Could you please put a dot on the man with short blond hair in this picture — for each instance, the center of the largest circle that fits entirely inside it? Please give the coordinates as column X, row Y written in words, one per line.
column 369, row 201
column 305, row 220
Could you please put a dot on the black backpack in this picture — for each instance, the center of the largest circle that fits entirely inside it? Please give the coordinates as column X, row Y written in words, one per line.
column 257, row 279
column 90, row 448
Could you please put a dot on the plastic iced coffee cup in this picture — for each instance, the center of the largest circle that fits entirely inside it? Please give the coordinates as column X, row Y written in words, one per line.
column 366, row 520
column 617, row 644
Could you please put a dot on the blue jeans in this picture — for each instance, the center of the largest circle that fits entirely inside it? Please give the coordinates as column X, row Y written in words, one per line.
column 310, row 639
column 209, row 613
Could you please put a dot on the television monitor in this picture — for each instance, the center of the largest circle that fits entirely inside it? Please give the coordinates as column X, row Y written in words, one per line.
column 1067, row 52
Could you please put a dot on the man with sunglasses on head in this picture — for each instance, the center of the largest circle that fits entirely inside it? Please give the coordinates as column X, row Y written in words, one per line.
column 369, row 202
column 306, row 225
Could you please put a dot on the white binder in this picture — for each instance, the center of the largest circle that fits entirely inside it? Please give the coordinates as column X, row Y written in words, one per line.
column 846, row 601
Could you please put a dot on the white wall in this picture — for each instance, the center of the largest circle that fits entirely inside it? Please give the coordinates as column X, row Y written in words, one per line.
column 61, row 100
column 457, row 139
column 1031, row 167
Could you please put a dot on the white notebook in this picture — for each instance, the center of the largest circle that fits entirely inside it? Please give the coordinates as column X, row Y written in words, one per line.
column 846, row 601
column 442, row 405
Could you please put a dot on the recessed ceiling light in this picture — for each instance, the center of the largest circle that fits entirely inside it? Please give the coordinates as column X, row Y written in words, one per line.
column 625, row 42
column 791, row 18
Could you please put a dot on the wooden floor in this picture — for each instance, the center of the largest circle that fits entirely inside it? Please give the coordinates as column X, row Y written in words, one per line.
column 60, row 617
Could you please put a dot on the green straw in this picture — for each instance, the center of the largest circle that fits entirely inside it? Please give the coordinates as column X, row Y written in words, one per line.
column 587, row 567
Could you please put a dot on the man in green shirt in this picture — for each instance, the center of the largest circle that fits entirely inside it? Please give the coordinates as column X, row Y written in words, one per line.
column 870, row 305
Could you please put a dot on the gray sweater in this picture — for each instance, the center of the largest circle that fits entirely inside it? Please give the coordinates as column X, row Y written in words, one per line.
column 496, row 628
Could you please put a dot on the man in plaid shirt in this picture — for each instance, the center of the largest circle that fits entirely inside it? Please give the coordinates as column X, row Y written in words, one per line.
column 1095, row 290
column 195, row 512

[Aim]:
Above are the entries. Copy out everything from the line containing "Could you please put a dot on the plastic" down to the line containing "column 209, row 613", both lines included, unchanged.

[Response for this exercise]:
Could you please put a dot on the plastic iced coffee cup in this picture — for each instance, the center of the largest circle that fits entirely inside it? Please give the coordinates as column X, row Y written in words, one per line.
column 366, row 520
column 617, row 644
Could you please put a dot on the blue jeans in this picture — for each instance, the center of the largest circle that fits entirely inside it? Please give the coordinates as column X, row Y written in words, one per line.
column 310, row 639
column 209, row 613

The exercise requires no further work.